_Exercise set_.
[a] Answer these questions using the passage on India and its neighbors:
(i) In the last decade of the 20th century, what was India under constant pressure to accede to?
(ii) What does the passage call Pakistan's western frontier?
(iii) Which country is likely to declare itself a democratic republic?
[b] Extract every line of the records that contains the string "gravel". Case counts.
— BEGIN Quoted passage —
Times change and role reversals are common in relations between nations. In the last decade of the 20th century, India was under constant pressure to accede to third-party mediation over Jammu and Kashmir and other bilateral matters. Pakistan raised the ante by raising the issue at international fora and India was on the defensive. Pakistan faces that situation now. There is, of course, no similarity between the two situations: Pakistan’s western frontier is the fountainhead of terror in today’s world.
That, however, should not be a cause for triumphalism in India. It should be a reason for our policymakers to look at horizons beyond tomorrow. More so as political dynamics in India’s periphery are changing by the day. Nepal is likely to declare itself a democratic republic, Bhutan has elected representatives now and Pakistan is a democracy again, at least for now. Dealing with democracies that are accountable to citizens is very different from doing so in dictatorships and oligarchies.
— END Quoted passage —
— BEGIN Supplied material —
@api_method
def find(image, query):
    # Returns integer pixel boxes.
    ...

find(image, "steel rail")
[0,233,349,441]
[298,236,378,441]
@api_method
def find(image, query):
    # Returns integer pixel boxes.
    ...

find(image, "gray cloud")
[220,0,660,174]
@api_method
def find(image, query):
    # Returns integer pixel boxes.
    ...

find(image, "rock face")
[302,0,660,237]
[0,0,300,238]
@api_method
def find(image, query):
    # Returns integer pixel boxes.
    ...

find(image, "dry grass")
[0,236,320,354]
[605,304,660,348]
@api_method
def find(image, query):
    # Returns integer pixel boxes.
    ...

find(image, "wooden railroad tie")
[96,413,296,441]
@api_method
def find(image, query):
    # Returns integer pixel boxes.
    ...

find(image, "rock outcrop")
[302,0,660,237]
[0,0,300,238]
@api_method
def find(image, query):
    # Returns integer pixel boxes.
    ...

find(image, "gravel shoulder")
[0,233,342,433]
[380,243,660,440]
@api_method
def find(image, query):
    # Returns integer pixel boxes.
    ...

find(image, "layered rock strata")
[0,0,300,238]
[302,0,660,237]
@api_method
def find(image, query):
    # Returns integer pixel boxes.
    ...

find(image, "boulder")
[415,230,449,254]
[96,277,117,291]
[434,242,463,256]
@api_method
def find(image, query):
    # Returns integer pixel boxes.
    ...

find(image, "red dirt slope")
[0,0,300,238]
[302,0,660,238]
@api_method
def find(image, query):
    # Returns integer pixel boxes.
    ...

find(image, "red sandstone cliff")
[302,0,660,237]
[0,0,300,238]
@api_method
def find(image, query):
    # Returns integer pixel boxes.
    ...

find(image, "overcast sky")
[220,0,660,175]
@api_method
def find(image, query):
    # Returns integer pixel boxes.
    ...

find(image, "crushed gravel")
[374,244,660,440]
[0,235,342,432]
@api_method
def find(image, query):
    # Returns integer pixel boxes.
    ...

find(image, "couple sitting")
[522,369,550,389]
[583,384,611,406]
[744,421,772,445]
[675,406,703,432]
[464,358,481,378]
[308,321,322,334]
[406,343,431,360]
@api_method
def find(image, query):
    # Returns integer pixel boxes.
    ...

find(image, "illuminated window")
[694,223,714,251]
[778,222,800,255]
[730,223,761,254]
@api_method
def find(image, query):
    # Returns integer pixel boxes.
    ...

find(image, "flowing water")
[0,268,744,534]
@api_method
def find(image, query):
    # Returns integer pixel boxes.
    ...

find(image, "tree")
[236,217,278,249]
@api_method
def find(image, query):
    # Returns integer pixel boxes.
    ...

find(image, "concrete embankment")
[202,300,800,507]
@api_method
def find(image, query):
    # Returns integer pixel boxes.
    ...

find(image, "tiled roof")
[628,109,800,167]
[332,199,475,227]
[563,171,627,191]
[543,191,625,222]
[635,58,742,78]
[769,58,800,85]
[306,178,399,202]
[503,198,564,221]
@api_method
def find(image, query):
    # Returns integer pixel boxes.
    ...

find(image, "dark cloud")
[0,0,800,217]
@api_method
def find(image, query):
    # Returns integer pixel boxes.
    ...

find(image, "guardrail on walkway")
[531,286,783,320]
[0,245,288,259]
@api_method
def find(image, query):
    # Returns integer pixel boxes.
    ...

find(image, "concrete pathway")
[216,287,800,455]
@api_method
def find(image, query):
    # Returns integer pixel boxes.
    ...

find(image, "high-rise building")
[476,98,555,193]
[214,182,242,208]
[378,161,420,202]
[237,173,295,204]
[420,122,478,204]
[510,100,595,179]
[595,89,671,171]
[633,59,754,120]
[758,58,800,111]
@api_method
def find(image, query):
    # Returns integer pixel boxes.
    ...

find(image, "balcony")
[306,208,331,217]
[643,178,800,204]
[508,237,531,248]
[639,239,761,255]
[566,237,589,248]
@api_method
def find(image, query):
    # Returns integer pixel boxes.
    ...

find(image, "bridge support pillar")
— END Supplied material —
_The results_.
[a]
(i) Third-party mediation over Jammu and Kashmir and other bilateral matters.
(ii) The fountainhead of terror in today's world.
(iii) Nepal.

[b]
find(image, "gravel shoulder")
find(image, "crushed gravel")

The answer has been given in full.